WHAT IS ASKED: Rewrite all the entries, replacing "coordinate pair" with "x,y pair" wherever it occurs and keeping everything else unchanged. Leave out the pictures.

[Collected data]
================

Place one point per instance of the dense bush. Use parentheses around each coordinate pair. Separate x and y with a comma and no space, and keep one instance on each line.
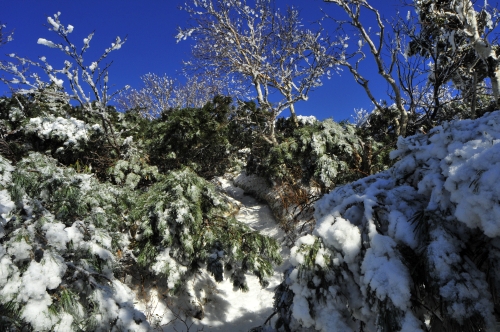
(194,137)
(68,238)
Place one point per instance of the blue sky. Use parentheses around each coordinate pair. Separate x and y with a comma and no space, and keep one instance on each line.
(150,26)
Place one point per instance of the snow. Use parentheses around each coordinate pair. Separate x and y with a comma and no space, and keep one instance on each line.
(72,132)
(225,309)
(449,177)
(48,43)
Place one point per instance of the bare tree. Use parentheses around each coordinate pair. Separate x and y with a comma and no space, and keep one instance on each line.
(152,99)
(376,42)
(459,26)
(94,75)
(259,45)
(5,37)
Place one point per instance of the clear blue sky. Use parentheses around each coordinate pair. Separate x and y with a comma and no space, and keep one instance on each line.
(150,26)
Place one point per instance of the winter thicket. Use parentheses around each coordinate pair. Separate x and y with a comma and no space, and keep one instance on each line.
(392,221)
(267,49)
(83,205)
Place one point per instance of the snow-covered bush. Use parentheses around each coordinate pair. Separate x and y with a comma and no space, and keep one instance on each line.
(70,132)
(194,137)
(61,232)
(184,224)
(319,151)
(413,248)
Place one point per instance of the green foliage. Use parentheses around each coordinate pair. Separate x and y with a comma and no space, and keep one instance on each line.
(194,137)
(323,152)
(185,224)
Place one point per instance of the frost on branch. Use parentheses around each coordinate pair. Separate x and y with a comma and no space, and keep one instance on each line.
(88,84)
(269,50)
(59,234)
(411,248)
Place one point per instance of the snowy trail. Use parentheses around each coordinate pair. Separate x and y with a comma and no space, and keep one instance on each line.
(228,310)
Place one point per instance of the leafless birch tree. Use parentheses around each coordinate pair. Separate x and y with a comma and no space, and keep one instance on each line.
(269,50)
(376,42)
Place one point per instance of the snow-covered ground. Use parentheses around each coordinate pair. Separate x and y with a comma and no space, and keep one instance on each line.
(225,309)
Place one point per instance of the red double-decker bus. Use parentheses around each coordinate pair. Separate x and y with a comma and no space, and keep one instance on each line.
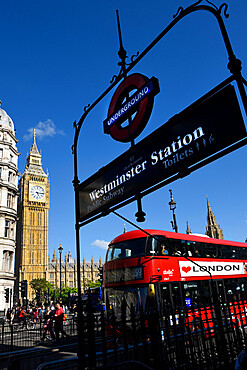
(173,271)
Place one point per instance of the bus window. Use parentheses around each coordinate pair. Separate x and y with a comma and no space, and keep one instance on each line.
(189,248)
(229,252)
(109,254)
(243,253)
(210,250)
(125,249)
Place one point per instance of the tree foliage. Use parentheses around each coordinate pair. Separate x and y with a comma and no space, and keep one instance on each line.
(49,292)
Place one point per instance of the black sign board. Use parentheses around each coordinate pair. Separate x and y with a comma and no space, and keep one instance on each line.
(197,133)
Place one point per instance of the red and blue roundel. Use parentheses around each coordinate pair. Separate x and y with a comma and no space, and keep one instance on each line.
(135,109)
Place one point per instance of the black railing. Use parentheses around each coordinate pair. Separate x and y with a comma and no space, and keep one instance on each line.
(202,336)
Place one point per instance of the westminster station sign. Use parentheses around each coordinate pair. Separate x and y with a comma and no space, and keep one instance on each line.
(200,131)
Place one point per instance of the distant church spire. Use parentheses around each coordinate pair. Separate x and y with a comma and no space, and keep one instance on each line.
(213,230)
(34,160)
(188,230)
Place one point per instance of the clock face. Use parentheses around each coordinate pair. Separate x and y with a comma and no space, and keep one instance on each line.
(37,192)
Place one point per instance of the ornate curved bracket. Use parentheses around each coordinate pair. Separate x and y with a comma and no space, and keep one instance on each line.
(181,10)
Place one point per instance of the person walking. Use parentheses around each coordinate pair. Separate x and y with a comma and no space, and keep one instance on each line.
(59,318)
(48,324)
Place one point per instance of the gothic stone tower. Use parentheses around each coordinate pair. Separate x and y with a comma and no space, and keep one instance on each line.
(32,226)
(8,206)
(213,230)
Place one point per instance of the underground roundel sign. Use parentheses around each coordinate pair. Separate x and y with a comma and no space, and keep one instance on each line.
(130,107)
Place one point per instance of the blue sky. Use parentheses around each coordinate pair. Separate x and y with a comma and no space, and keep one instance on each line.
(58,56)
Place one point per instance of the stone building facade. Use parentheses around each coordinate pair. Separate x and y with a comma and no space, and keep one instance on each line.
(89,271)
(8,206)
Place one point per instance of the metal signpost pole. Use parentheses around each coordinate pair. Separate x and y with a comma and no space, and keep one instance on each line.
(234,65)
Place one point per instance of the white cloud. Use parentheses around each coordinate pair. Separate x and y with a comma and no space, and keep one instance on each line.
(43,129)
(100,244)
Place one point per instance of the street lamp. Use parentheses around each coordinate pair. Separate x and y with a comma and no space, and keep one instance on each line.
(60,249)
(173,206)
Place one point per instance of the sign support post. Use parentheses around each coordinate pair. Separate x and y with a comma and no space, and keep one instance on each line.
(234,65)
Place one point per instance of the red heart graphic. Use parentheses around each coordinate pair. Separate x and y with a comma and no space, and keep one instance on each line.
(186,269)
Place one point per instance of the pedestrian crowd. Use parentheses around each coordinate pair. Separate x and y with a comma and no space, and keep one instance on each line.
(52,316)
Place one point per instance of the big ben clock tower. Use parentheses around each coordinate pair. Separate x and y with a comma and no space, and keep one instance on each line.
(32,224)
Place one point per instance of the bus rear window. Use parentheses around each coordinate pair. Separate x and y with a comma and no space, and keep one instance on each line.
(125,249)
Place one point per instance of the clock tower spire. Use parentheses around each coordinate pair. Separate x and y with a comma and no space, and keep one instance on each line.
(32,226)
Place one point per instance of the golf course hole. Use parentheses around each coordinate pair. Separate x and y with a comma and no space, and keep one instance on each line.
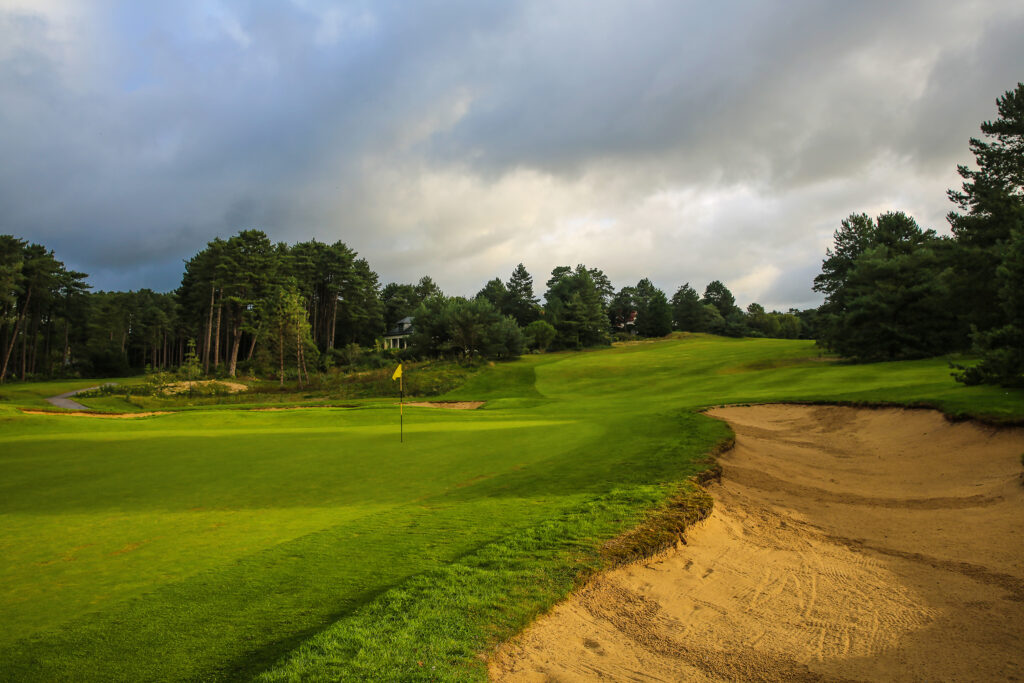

================

SOLUTION BELOW:
Place one point per instance of the dense bush. Use parentheses around each x,y pair. Separate x and y with a comma and no space, and keep one instance on each line.
(194,137)
(68,238)
Place one point per instance of the blue sky. Use parentheses around each x,y pair. Separate x and y with a comma and no space, and keep one instance on each line.
(150,26)
Place one point per instance of the snow. Use parentheses around each x,y pair. Separate x and y with a comma and no space, and keep one instance on each line.
(72,132)
(225,309)
(449,177)
(48,43)
Place one point per instance of the bare tree. Use parentheses around each x,y pair. Separate x and y with a comma and no space, and keep one instance on each line.
(152,99)
(376,42)
(459,26)
(94,75)
(259,45)
(5,37)
Place one point per instance of the clear blue sky. Use parentheses around each x,y pair. Separate x and y with a comma and no space, and keep one instance on each line.
(150,26)
Place one point per instance of the winter thicket. Use parentheses around each x,y pair. Separate x and y with a comma and no space, and keep one instance on each line.
(392,221)
(267,49)
(83,205)
Place one point per instance of the snow-covered bush. Use parentheses around each x,y pair. Separate x and y with a comma and no space, and keep one instance on each line.
(70,132)
(194,137)
(61,232)
(184,224)
(319,151)
(413,248)
Place one point per instance of the green foliage. Use parentheses around each x,y pair. Separate x and y with a comma and no space, and keep one instance on each line.
(194,137)
(323,152)
(185,224)
Place one point per instance of the frost on branch. Use parentheses around each x,y pair. Separate x and y with a comma and no space, and keep one instance on each line.
(88,84)
(269,50)
(59,234)
(411,248)
Place one point per instance of the snowy trail. Use parentheses around each x,y pair. Separate x and y with a comma and no space, and keep one instance on each line.
(228,310)
Place one point per instance of the leafless birch tree. Use parentheses around each x,y pair. Separate x and y with a comma and no space, and keep one instance on each line.
(269,50)
(376,42)
Place one point per instance of the snow-covered ground. Use parentheses around each x,y pair. Separate x and y with a comma and no space, and keep one instance on each line.
(225,309)
Place one point per instance of the red double-decker bus. Use parentheses around each x,y pair. Separate x and y with a comma and no space, and keep one instance on each line.
(173,271)
Place one point per instance of the bus window. Use parentheses around each x,y pair. Separate x and y with a comma and no space, and keep one instance on each line.
(189,248)
(229,252)
(109,254)
(243,253)
(210,250)
(125,249)
Place one point per instance of the tree foliage. Use parentheses around each x,y pair. Separate x and y with a comma and no space, and keep one instance on each line.
(49,292)
Place one point per instance of the black sign board. Use parentheses around each x,y pair. Separate x and y with a comma and no space, and keep one instance on each line.
(197,133)
Place one point per instance of the red and blue roundel. Use parentheses around each x,y pair. Separate x and y with a comma and no space, and keep one instance on each line.
(135,109)
Place one point per instance of the black railing. Use parentheses around each x,y pair. Separate x and y with a comma and no space, and keep one instance on each line.
(202,336)
Place one point per instance of the westminster station sign. Use parentheses around each x,y pair. Separate x and y with a comma and no space, and keep one instance on each line.
(200,131)
Place one point per instance of the distant church spire. Use parentheses around each x,y pair. Separate x and y with a comma and no space, and keep one instance on each line.
(213,230)
(34,160)
(188,230)
Place one point per instance of the clock face. Use parentheses around each x,y pair. Separate x and y with a comma and no space, and keep one instance on each line.
(37,192)
Place one point per instance of the ornate curved bracket. Use parentheses around each x,y pair. Separate x and y with a comma and no space, and keep one instance on each line.
(181,10)
Place one point per instance of the person walking. Use parentheses around each x,y pair. Separate x and y with a comma and no space, and keep one instance on each line.
(59,318)
(48,324)
Place one point per instance of the gothic stone tower. Use parentheses around each x,y pair. Separate x and y with a comma and no space, and keep one instance on each line.
(32,226)
(8,206)
(213,230)
Place one point per instance of the underground roundel sign. Use parentheses around each x,y pair. Separate x and y with a comma and no space, and keep one instance on each line.
(130,107)
Place one point per instance of the blue sky. Use parentheses around each x,y pair. Separate x and y with a comma and no space, and keep one instance on each line.
(58,56)
Place one point per instance of the stone building facade. Use parentheses around each x,y pair. Separate x and y with a comma and no space, and keep one instance on each line.
(89,271)
(8,206)
Place one point per instance of the metal signpost pole. Use parentheses around each x,y pair. Separate x and y with a comma and no space, and keep one instance on each line.
(234,65)
Place one point per instance of the white cloud. Use parentheses around each x,y pair. Separate x and y with a comma and no space, and keep one instance on each line.
(43,129)
(100,244)
Place one point per instance of the street lamp. Use parentheses around each x,y pair. Separate x and y with a comma and no space, and keep one instance on each line.
(60,249)
(173,206)
Place one point per instance of the sign support post. Use parentheses around each x,y pair. Separate x and y with a comma and no space, and keep one instance on each line.
(234,65)
Place one point per instance of the red heart graphic. Use parentheses around each x,y pair. Separate x and y with a comma and no space, and keep one instance on each line.
(186,269)
Place one point per instance of the pedestrian crowd. Use parentheses around each x,y pair. Separate x and y with a comma and no space, and keep one instance on each line.
(52,316)
Place one point per instance of the big ben clock tower. Use parentheses around each x,y pair. Separate x and y with a comma and no space, and keep one instance on each line.
(32,224)
Place one point per instance of the bus rear window. Use parentheses around each x,y pair. Separate x and y with a comma and no space, and keep one instance on each line.
(125,249)
Place one point per instance of the clock tower spire. Use parentheses around each x,y pair. Separate x and y with a comma and no space, and keep one instance on each line.
(32,226)
Place one point per instance of the golf course hole. Use parentheses around each x,y pair. Separate x and y with a comma and no space, and keep one instance on each line.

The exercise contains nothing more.